Beloved brothers and sisters in Christ Our Only True God and Our Only True Savior,
CHRIST IS IN OUR MIDST! HE WAS, IS, AND EVER SHALL BE. Ο ΧΡΙΣΤΟΣ ΕΝ ΤΩ ΜΕΣΩ ΗΜΩΝ! ΚΑΙ ΗΝ ΚΑΙ ΕΣΤΙ ΚΑΙ ΕΣΤΑΙ.
A PRAYER TO THE HOLY APOSTLES
Holy and Glorious Apostles, Disciples called by God, teachers of the ecumene, all-wise and Spirit-bearing heralds of the Logos (Word), accept our prayer and intercede to the Lord on behalf of our souls.
Holy Apostles, Peter and Paul, who were the mystics and revealers of True wisdom, intercede with the Light-Giving Lord to rekindle the Light of the Paraklete (Holy Spirit) also in our own souls, so that we may shake off spiritual indolence and restore the soundness of our mind.
Holy John, eagle of Theology, beloved and visionary of the ineffable revelations and the Divine Mysteries, intercede to Christ, the Logos (Word) that He may always manifest and reveal to us the Gospel of His Truth and His Holy Will.
◆ ◆ ◆
_Prompt_. Can you carry on the prayer to the Holy Apostles, starting after its last sentence? These rows have no connection to the prayer to the Holy Apostles.

Rows from a collection:
◆ ◆ ◆
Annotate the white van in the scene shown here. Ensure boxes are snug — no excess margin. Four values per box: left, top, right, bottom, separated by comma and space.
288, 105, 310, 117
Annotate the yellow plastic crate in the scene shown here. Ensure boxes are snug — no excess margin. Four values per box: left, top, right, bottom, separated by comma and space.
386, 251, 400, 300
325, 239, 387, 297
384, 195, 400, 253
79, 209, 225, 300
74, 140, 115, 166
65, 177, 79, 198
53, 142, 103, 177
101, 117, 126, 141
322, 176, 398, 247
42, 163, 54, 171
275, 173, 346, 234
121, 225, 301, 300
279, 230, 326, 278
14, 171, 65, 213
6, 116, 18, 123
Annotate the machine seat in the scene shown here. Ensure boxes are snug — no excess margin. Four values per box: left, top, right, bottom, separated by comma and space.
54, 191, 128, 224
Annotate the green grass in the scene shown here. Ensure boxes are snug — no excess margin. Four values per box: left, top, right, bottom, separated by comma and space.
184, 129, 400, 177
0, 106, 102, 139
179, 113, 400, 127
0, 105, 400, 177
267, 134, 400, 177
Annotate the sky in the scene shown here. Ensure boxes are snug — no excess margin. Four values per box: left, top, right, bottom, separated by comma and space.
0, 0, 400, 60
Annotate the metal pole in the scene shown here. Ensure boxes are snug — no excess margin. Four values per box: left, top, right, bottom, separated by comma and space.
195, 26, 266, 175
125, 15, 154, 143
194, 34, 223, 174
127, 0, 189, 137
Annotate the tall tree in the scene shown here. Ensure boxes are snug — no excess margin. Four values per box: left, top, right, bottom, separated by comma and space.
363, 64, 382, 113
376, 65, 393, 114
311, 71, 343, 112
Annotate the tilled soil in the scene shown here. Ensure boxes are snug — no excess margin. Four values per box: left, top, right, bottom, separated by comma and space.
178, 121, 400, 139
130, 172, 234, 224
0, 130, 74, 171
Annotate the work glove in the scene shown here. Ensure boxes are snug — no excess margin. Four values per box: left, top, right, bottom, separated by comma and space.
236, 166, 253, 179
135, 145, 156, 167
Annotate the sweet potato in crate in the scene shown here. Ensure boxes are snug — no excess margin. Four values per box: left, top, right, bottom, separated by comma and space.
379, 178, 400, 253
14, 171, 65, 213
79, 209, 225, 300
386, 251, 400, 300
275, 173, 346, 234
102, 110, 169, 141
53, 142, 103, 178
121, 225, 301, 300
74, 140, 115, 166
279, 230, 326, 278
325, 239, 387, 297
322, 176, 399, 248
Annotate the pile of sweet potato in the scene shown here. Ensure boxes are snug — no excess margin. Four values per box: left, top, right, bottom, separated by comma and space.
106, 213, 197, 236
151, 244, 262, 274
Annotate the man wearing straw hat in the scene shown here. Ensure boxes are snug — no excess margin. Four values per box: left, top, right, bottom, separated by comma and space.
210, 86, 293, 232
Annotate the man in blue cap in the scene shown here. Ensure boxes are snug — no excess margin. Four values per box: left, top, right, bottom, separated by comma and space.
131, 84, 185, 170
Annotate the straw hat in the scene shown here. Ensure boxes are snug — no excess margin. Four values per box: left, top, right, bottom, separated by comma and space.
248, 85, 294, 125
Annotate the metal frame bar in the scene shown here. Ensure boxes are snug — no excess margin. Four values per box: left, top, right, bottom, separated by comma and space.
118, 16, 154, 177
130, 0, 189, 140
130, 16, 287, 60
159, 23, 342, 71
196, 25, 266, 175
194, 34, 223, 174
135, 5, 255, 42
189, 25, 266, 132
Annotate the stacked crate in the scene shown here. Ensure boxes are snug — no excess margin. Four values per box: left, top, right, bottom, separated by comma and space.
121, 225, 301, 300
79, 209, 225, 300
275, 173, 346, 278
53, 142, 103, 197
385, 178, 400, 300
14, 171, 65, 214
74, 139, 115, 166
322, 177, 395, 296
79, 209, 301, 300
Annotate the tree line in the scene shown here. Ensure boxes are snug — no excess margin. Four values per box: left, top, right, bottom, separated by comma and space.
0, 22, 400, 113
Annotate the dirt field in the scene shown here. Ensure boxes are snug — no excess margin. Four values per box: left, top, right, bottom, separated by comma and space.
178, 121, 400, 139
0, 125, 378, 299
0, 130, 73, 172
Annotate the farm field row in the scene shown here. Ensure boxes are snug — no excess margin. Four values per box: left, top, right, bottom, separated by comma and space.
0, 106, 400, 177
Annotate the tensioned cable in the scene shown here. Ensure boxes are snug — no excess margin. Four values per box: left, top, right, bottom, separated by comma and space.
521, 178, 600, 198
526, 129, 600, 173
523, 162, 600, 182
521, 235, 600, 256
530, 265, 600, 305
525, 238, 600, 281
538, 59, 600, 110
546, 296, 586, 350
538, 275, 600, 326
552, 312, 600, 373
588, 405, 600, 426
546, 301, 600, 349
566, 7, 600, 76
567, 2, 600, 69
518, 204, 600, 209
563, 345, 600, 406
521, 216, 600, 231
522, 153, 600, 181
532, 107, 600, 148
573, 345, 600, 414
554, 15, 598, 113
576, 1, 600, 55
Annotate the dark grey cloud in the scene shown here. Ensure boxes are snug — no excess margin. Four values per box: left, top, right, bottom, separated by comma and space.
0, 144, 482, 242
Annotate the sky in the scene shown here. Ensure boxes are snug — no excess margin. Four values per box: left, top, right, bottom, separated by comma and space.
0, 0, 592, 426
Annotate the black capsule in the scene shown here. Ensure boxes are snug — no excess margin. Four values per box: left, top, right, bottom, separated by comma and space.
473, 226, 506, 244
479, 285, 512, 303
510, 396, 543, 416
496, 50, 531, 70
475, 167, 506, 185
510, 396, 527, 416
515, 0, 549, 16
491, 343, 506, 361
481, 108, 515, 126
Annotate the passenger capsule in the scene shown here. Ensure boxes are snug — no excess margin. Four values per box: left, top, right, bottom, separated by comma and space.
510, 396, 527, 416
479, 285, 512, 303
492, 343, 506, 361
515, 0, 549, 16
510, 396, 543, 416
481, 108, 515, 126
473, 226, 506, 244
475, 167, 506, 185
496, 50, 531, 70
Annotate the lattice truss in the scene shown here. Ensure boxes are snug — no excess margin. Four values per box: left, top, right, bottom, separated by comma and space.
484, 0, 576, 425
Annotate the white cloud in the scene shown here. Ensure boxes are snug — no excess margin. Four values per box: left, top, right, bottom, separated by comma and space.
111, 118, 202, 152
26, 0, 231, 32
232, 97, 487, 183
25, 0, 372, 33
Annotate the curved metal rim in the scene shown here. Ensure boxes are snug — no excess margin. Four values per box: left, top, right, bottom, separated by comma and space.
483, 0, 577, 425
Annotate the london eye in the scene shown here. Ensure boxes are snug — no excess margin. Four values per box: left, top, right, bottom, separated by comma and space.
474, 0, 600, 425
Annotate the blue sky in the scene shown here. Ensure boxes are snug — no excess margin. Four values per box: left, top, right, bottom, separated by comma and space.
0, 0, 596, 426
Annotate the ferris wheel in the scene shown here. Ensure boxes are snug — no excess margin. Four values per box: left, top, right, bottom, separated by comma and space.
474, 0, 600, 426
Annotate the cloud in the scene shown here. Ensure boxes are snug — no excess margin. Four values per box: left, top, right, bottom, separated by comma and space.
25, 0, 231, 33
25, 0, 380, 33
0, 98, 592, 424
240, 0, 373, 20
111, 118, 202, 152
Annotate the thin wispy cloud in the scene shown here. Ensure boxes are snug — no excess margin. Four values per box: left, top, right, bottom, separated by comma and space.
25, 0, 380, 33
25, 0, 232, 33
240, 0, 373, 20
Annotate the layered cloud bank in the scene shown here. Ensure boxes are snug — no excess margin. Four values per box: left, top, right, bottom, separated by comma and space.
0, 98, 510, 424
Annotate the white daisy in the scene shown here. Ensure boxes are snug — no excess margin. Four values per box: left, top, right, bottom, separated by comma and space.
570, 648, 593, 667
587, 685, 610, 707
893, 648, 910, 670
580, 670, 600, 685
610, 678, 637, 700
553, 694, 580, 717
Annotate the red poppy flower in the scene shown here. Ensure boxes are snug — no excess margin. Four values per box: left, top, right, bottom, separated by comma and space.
◆ ◆ ◆
_Exercise output_.
Saints of God, Andrew and James, You who wiped out the darkness of idolatry with your inspired teaching, intercede to the Lord to dissolve also the darkness of contemporary idolatry, so that redeemed from error we may worship and glorify the All-Holy Trinity.
Divine Disciples, Philip and Bartholomew, you who were clear-sounding trumpets of Christ, intercede to the Lord that we too may proclaim and preach the Commandments of the Savior Jesus Christ, without becoming disheartened by the difficulties of the world.
Saint Thomas and Matthew, you who became excellent servants of the Logos (Word) of God Who appeared on earth, and of the faithful souls, intercede that we too may serve the Lord and our brothers and sisters in the spirit of true discipleship.
Rivers of the source of Living water, Saint James and Thaddeus, you who irrigated with Divine waters the desert land of God, irrigate again our souls that thirst for the Truth for salvation.
Spiritual shepherds and lambs of the Arch-Shepherd Christ, Holy Apostles Simon and Mathias, intercede to the Lord that He may send our workers into His vineyard and produce zealous priests and shepherds for His Church. Amen.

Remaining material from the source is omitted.